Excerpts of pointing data

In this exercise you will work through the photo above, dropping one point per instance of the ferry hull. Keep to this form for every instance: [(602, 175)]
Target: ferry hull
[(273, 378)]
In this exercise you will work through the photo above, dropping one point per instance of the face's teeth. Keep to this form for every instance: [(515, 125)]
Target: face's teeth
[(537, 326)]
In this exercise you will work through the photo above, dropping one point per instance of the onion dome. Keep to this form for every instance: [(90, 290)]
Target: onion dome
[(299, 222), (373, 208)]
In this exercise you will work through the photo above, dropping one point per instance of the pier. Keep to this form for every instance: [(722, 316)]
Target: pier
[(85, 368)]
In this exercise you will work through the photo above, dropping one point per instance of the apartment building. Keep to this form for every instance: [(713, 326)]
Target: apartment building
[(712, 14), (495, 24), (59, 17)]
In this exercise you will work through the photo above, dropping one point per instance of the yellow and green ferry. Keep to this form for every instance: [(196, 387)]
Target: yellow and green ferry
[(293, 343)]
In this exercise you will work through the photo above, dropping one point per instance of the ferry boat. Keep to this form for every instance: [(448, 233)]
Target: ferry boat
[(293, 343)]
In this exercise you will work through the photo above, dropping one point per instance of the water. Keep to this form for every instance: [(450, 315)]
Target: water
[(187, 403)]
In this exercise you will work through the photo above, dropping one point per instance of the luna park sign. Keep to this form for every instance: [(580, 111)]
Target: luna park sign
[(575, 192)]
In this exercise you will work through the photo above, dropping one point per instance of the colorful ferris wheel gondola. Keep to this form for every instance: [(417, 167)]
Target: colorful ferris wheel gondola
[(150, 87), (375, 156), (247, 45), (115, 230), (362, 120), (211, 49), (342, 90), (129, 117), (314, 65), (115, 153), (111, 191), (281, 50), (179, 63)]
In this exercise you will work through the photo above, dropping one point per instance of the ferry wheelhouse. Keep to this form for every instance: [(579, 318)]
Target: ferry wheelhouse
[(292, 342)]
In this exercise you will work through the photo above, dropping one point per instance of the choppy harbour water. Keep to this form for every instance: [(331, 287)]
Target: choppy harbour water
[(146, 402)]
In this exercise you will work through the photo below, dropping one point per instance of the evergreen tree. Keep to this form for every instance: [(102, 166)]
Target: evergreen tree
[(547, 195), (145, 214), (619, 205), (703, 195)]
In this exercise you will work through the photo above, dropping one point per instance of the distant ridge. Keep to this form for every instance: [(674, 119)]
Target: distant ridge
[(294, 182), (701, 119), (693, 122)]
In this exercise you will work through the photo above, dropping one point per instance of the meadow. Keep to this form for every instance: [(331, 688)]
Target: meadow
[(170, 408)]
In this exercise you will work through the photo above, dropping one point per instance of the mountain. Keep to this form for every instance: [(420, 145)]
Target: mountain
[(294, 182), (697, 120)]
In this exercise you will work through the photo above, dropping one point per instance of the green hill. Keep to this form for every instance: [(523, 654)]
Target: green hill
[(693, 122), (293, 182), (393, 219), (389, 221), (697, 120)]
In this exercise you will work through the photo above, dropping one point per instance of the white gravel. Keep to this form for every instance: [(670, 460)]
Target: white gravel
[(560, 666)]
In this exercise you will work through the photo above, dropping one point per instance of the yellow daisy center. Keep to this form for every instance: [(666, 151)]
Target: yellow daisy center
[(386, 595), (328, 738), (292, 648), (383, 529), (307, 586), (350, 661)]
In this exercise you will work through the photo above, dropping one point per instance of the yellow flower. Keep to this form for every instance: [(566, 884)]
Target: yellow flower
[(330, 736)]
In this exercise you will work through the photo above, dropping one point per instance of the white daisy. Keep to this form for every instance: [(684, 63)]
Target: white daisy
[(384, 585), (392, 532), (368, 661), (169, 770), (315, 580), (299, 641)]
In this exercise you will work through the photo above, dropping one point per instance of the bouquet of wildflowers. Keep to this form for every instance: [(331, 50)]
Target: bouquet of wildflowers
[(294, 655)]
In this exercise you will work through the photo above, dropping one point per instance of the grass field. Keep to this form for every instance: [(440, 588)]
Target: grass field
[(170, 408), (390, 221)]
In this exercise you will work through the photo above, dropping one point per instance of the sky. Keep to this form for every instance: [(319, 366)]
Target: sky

[GIVEN INSTRUCTION]:
Rewrite all the entries, changing "dropping one point per instance" to "placing a single point on each instance" and keeping everything else the same.

[COMPLETE OUTPUT]:
In this exercise you will work through the photo above, placing a single point on each instance of the ferry hull. Keep to this form for every instance: [(602, 175)]
Target: ferry hull
[(273, 378)]
In this exercise you will work through the photo above, placing a single point on each instance of the face's teeth. Keep to this form for every instance: [(515, 125)]
Target: face's teeth
[(537, 326)]
In this exercise you will work through the photo above, placing a single point on each instance of the onion dome. Keep to this form for every instance: [(90, 290)]
Target: onion dome
[(299, 222), (373, 208)]
In this exercise you will work through the photo above, placing a single point on each instance of the pier. Keep to this form for every instance: [(722, 316)]
Target: pier
[(85, 368)]
In this exercise you will work through the photo above, placing a single point on each instance of the apartment building. Keep to this form for every instance: [(713, 326)]
Target: apartment building
[(712, 14), (495, 24), (59, 17)]
In this exercise you will work through the photo above, placing a single point on each instance of the yellow and green ferry. Keep to this form for every instance: [(196, 387)]
Target: yellow and green ferry
[(293, 343)]
In this exercise you will work through the photo above, placing a single point on each instance of the ferry boat. Keep to this form for every instance: [(448, 233)]
Target: ferry boat
[(293, 343)]
In this exercise you will work through the photo above, placing a single point on each instance of the water. Keep to this form for every instance: [(450, 315)]
Target: water
[(187, 403)]
In this exercise you will work through the photo above, placing a single point on each instance of the luna park sign. Keep to this form for every instance: [(580, 111)]
Target: luna park sign
[(575, 192)]
In this exercise you will work through the photo above, placing a single point on each instance of the colorful ferris wheel gondola. Keep to this form for every instance: [(417, 167)]
Target: colorful ferris wheel gondola
[(150, 87), (375, 156), (247, 45), (115, 230), (362, 120), (211, 49), (342, 90), (129, 117), (314, 65), (115, 153), (111, 191), (281, 50), (179, 63)]
In this exercise you will work through the photo above, placing a single point on each instance of the ferry wheelhouse. Keep to this form for every instance: [(579, 318)]
Target: ferry wheelhouse
[(292, 342)]
In this exercise you will work through the photo above, placing a single point on each instance of the choppy harbour water. Keep to this form for every instance: [(331, 287)]
Target: choppy harbour water
[(146, 402)]
In this exercise you will work through the photo below, placing a single point on each instance of the evergreen tree. Keep to this form for every instance: [(102, 166)]
Target: evergreen tree
[(547, 195), (145, 214), (619, 205), (703, 195)]
In this exercise you will work through the photo above, placing a single point on each instance of the distant ridge. Keep to this form for every instance: [(674, 119)]
Target: distant ridge
[(294, 182), (701, 119), (693, 122)]
In this exercise you will work through the photo above, placing a single point on each instance of the meadow. Keep to this form for every instance: [(331, 688)]
Target: meadow
[(170, 408)]
In this exercise you will work through the photo above, placing a single point on each instance of the mountain. Keep to this form for every instance: [(420, 145)]
Target: mountain
[(294, 182), (697, 120)]
In this exercise you will work through the photo above, placing a single point on each instance of the green hill. Keep to this form for every instance: [(523, 654)]
Target: green hill
[(693, 122), (293, 182), (393, 219), (389, 221), (697, 120)]
In this exercise you will work through the photo above, placing a single point on each instance of the white gravel. Keep to this form for every instance: [(670, 460)]
Target: white gravel
[(560, 666)]
In this exercise you will work through the photo above, placing a single point on each instance of the yellow daisy center. Keep to this form for every instance: [(666, 151)]
Target: yellow daisy center
[(386, 595), (328, 738), (292, 648), (383, 529), (307, 586), (350, 661)]
In this exercise you will work through the photo above, placing a single point on each instance of the yellow flower. Keep to this form for every instance: [(566, 884)]
Target: yellow flower
[(330, 736)]
In this exercise you will work through the photo above, placing a single point on each instance of the white daisy. Keep to this form for every instance: [(684, 63)]
Target: white daisy
[(384, 585), (392, 532), (368, 661), (169, 770), (315, 580), (299, 641)]
In this exercise you will work through the photo above, placing a single point on each instance of the bouquet of wildflowers. Keep to this form for every instance: [(331, 50)]
Target: bouquet of wildflowers
[(294, 655)]
In this exercise you will work through the photo above, placing a single point on each instance of the grass field. Keep to this form for every instance: [(440, 588)]
Target: grass field
[(170, 408), (390, 221)]
In this exercise you will work through the photo above, placing a single point on each instance of the sky. Keep to this form for every instance: [(319, 366)]
Target: sky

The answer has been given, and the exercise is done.